Work to do:
Copy every one of the entries below word for word, leaving out the pictures.

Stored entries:
****************
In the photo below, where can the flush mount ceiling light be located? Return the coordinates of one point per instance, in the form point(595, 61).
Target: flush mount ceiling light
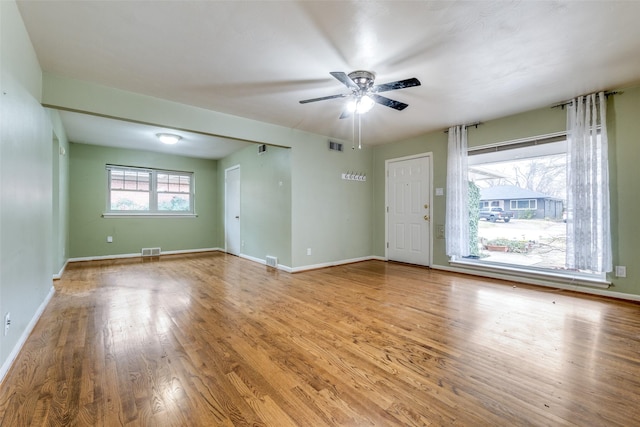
point(360, 105)
point(168, 138)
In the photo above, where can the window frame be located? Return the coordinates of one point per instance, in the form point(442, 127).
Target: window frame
point(153, 192)
point(517, 201)
point(593, 279)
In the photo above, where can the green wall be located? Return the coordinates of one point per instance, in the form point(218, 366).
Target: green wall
point(331, 216)
point(59, 193)
point(88, 187)
point(25, 185)
point(265, 202)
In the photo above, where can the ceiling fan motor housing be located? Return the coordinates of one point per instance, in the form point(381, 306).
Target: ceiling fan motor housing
point(364, 79)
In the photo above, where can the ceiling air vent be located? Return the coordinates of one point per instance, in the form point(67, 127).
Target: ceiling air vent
point(335, 146)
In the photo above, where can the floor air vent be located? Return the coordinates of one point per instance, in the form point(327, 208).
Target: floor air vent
point(150, 251)
point(272, 261)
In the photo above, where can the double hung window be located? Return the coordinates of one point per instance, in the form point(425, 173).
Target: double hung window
point(134, 191)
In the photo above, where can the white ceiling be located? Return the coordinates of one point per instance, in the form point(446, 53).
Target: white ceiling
point(477, 60)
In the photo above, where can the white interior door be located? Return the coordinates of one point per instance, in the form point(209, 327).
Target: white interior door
point(409, 210)
point(232, 210)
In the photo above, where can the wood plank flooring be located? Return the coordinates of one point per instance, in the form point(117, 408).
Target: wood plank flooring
point(212, 339)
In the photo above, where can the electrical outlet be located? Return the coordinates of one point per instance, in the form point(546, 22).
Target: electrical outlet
point(7, 323)
point(621, 271)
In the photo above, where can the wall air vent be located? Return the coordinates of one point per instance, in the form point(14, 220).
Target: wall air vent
point(335, 146)
point(150, 251)
point(272, 261)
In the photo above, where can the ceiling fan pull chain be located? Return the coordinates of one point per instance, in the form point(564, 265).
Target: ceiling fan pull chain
point(353, 132)
point(359, 131)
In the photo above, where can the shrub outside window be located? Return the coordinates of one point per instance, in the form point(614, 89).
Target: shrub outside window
point(149, 191)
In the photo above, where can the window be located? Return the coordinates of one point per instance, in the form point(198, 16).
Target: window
point(518, 176)
point(523, 204)
point(134, 191)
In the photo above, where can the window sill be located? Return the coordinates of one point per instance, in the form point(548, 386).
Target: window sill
point(568, 277)
point(147, 215)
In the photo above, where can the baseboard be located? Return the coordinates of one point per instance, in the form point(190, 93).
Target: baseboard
point(121, 256)
point(25, 334)
point(538, 282)
point(59, 275)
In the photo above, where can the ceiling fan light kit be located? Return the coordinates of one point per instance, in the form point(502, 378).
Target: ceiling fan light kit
point(364, 93)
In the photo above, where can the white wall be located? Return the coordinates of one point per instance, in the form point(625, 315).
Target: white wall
point(25, 185)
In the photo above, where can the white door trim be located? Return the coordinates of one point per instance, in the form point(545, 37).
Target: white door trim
point(429, 156)
point(226, 208)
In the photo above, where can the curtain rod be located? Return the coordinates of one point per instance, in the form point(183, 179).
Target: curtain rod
point(475, 125)
point(565, 103)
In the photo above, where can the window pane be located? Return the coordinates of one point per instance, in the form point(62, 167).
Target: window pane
point(174, 183)
point(535, 235)
point(173, 202)
point(129, 201)
point(133, 190)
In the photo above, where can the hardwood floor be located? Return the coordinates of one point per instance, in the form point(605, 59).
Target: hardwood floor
point(212, 339)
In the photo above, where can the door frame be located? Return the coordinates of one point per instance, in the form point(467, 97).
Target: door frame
point(226, 207)
point(429, 156)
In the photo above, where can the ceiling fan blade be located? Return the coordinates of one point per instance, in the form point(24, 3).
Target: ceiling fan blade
point(346, 114)
point(389, 102)
point(305, 101)
point(400, 84)
point(346, 80)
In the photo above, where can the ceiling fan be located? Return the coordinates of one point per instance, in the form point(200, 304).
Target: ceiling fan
point(364, 93)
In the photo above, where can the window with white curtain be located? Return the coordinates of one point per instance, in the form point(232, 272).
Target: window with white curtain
point(536, 239)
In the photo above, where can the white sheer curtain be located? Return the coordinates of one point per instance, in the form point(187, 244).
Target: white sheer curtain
point(457, 219)
point(588, 219)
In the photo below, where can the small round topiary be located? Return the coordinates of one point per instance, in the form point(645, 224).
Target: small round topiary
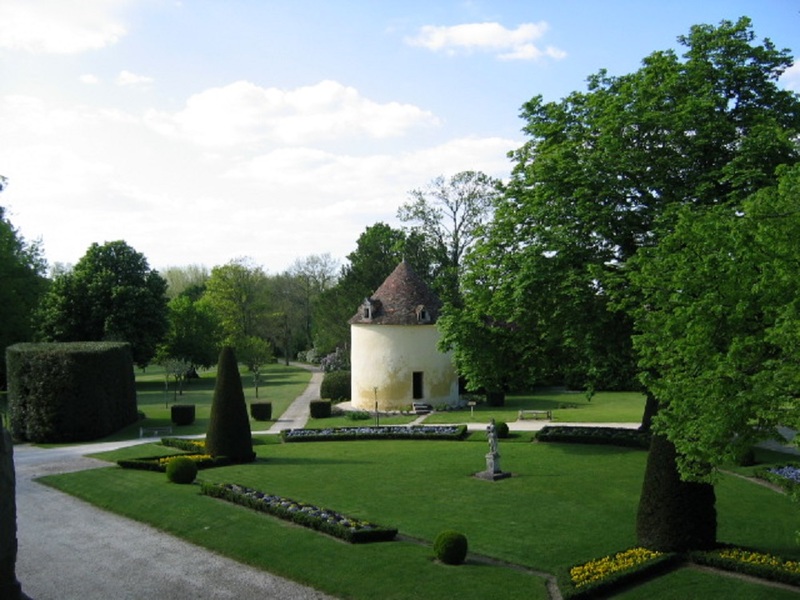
point(450, 547)
point(181, 470)
point(502, 429)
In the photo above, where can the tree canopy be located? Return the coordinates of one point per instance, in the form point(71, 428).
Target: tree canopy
point(601, 176)
point(110, 295)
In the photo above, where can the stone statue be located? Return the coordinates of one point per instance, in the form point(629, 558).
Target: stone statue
point(9, 586)
point(491, 435)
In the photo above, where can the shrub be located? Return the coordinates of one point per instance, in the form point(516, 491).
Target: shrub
point(261, 411)
point(320, 409)
point(229, 432)
point(336, 386)
point(450, 547)
point(501, 428)
point(181, 470)
point(183, 414)
point(70, 392)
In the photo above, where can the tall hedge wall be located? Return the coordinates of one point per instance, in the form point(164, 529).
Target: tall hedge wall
point(70, 392)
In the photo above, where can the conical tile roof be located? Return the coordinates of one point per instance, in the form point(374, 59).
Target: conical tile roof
point(402, 299)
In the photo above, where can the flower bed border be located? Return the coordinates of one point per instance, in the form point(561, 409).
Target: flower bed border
point(389, 432)
point(650, 569)
point(612, 436)
point(712, 558)
point(316, 518)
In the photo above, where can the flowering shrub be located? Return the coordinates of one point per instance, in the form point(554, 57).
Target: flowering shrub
point(392, 432)
point(786, 476)
point(751, 562)
point(320, 519)
point(601, 568)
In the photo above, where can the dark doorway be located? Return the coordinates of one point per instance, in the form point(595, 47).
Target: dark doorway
point(417, 385)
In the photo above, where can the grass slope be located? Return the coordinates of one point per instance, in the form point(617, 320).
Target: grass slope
point(565, 504)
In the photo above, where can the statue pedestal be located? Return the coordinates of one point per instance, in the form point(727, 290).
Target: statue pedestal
point(493, 471)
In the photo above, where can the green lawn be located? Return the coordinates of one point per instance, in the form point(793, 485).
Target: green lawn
point(565, 504)
point(567, 407)
point(279, 384)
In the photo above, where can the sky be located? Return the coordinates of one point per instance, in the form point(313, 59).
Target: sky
point(201, 132)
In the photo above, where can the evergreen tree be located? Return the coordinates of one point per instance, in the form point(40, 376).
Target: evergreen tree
point(229, 426)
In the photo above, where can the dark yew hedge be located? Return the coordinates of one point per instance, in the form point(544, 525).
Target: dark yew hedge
point(70, 392)
point(612, 436)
****************
Task solution:
In the photo below, where can the flush mount ceiling light be located? Return the coordinates of one point per instance, in the form point(595, 61).
Target: flush mount ceiling light
point(360, 105)
point(168, 138)
In the photo above, where can the window frame be located? Return the coordinates of one point per instance, in the form point(442, 127).
Target: window frame
point(153, 192)
point(517, 201)
point(593, 279)
In the photo above, where can the green wall be located? Return the coordinates of one point per instance, in the form point(218, 366).
Target: green wall
point(331, 216)
point(59, 193)
point(88, 187)
point(25, 185)
point(265, 202)
In the photo above, where can the ceiling fan motor housing be located? Return the coordinates of one point per instance, in the form point(381, 306).
Target: ceiling fan motor housing
point(364, 79)
In the photo above, where can the ceiling air vent be located? Return the coordinates of one point per instance, in the form point(67, 127).
Target: ceiling air vent
point(335, 146)
In the photo above, where can the floor air vent be located? Return the coordinates of one point per instance, in the form point(327, 208).
Target: floor air vent
point(150, 251)
point(272, 261)
In the photo above, where can the double hung window be located? Return the coordinates of one point per instance, in the form point(425, 173).
Target: double hung window
point(134, 191)
In the photo above, where can the white ceiling be located? Return the coordinates of one point per instance, in the form point(446, 53).
Target: white ceiling
point(477, 60)
In the photo above, where can the white interior door be located? Return the coordinates of one point per instance, in the form point(209, 327).
Target: white interior door
point(409, 210)
point(232, 210)
In the photo above, where can the wood plank flooring be located? Return the coordinates of one point per instance, in the form point(117, 408).
Target: wood plank flooring
point(212, 339)
In the photo above, where can the electrical outlet be located? Return the coordinates of one point per instance, in the form point(546, 22).
Target: electrical outlet
point(7, 323)
point(621, 271)
In the photo above, where can the wall air vent be located? Return the coordinates of one point per instance, in the form point(14, 220).
Target: wall air vent
point(335, 146)
point(150, 251)
point(272, 261)
In the photo above, where can the ceiling fan pull chain be located? Return the coordinates of one point per instance, in the form point(564, 265).
Target: ceiling fan pull chain
point(353, 132)
point(359, 131)
In the photo above, where can the shrub outside window be located? Return the coordinates of one point per instance, in the form point(614, 89).
Target: shrub outside window
point(149, 191)
In the photo above, where can the window be located? Return the coordinates of one point per instance, in the form point(198, 16).
Target: window
point(518, 176)
point(523, 204)
point(134, 191)
In the photo above, where can the window sill be located? Return the coordinates of one point per instance, in the form point(548, 386).
Target: window sill
point(568, 277)
point(147, 215)
In the photo above, where can the baseboard be located? Return the coordinates of one point per instance, in the form point(190, 93).
Target: baseboard
point(121, 256)
point(25, 334)
point(538, 282)
point(59, 275)
In the photo above, where can the ceiling fan light kit be located? Return the coordinates of one point per instance, in the form point(502, 378).
Target: ceiling fan light kit
point(364, 93)
In the photo above, where can the white wall be located? Return the coordinates of one point per instance, in the form point(625, 315).
Target: white wall
point(25, 185)
In the photo above, where can the white door trim be located? Return the coordinates of one point per instance, in the form point(545, 37).
Target: white door trim
point(429, 156)
point(226, 208)
In the photo above, where can the curtain rod be located? Return the coordinates of one point per instance, in the form point(183, 179).
Target: curtain rod
point(475, 125)
point(565, 103)
In the photo above, where can the window pane be located? Return the coordinates of one point per instance, in the form point(62, 167).
Target: window pane
point(174, 183)
point(535, 235)
point(173, 202)
point(129, 201)
point(133, 190)
In the photo above, where can the hardwood floor be located? Return the coordinates of one point per instance, in the form point(605, 59).
Target: hardwood floor
point(212, 339)
In the photo above, where can the door frame be located? Return the coordinates of one point per instance, in the form point(467, 97).
Target: door frame
point(226, 207)
point(429, 156)
In the photo above, where can the ceiling fan blade be located? Return the coordinates of one point per instance, in the form point(24, 3).
Target: ceiling fan blade
point(346, 114)
point(389, 102)
point(305, 101)
point(400, 84)
point(346, 80)
In the photo above, where can the ceiling fan be located? Return the coordinates of one point per instance, in the form point(200, 304).
Target: ceiling fan
point(364, 93)
In the photo above, where can the window with white curtain be located? Return the coordinates of one point per instance, in the form point(232, 272).
Target: window with white curtain
point(536, 239)
In the photo above, where can the white sheer curtain be located? Return the coordinates of one point per instance, in the form point(187, 244).
Target: white sheer curtain
point(457, 219)
point(588, 219)
In the photo below, where can the small round topiary be located? Return the coordinates of one point per instance, in the form point(645, 224).
Target: small round topiary
point(450, 547)
point(181, 470)
point(502, 429)
In the photo above, where can the tree canopy be located? Return the coordinates of one point per instance, in the form point(71, 428).
Target: tree canopy
point(601, 176)
point(110, 295)
In the photo above, where can the stone statue be located? Return the coordinates of one point per instance, in the form point(629, 558).
Target: stone statue
point(9, 586)
point(491, 435)
In the photo above, where can the shrub be located? Return the coordinates of one point per instance, in the form point(516, 491).
Target: shrub
point(261, 411)
point(320, 409)
point(229, 432)
point(336, 386)
point(450, 547)
point(501, 428)
point(181, 470)
point(183, 414)
point(70, 392)
In the photo above, where can the tall hedge wall be located? Return the coordinates of one point per instance, in the form point(164, 529).
Target: tall hedge wall
point(70, 392)
In the photo above, where can the conical tile roof be located? Return the coordinates of one point per instance, in the form point(374, 59).
Target: conical tile roof
point(402, 299)
In the photo above, where can the flower bed border be located? Return the coordinates of one point per instance, in the form point(561, 409).
Target: flower bed border
point(389, 432)
point(650, 569)
point(612, 436)
point(712, 558)
point(316, 518)
In the photo above, where can the flowering shrub be located? Return the coordinates of one point per instance, in the form point(554, 57).
Target: flowering shrub
point(392, 432)
point(786, 476)
point(751, 562)
point(320, 519)
point(601, 568)
In the photo above, where can the dark doorway be located? Return the coordinates of one point per instance, in the form point(595, 47).
Target: dark doorway
point(417, 385)
In the photo above, where can the grass slope be located? Return the coordinates of one point per instance, in the form point(617, 320).
Target: grass slope
point(565, 504)
In the photo above, where can the statue pedestal be located? Return the coordinates of one point per instance, in the form point(727, 290).
Target: statue pedestal
point(493, 471)
In the photo above, where can the green lawn be located? Return the coordinates of one point per instance, in the form point(793, 485).
Target: green lawn
point(565, 504)
point(567, 407)
point(279, 384)
In the photo above, where can the sky be located? Return the coordinates of one point per instance, in the form point(313, 59).
Target: sky
point(201, 132)
In the photo above, where can the evergreen tree be located? Return the coordinates of one point per instance, in the form point(40, 376).
Target: evergreen tree
point(229, 426)
In the photo above, where can the dark yew hedge be located? Return the coordinates of one point per instance, in the form point(544, 525).
Target: dark yew hedge
point(70, 392)
point(612, 436)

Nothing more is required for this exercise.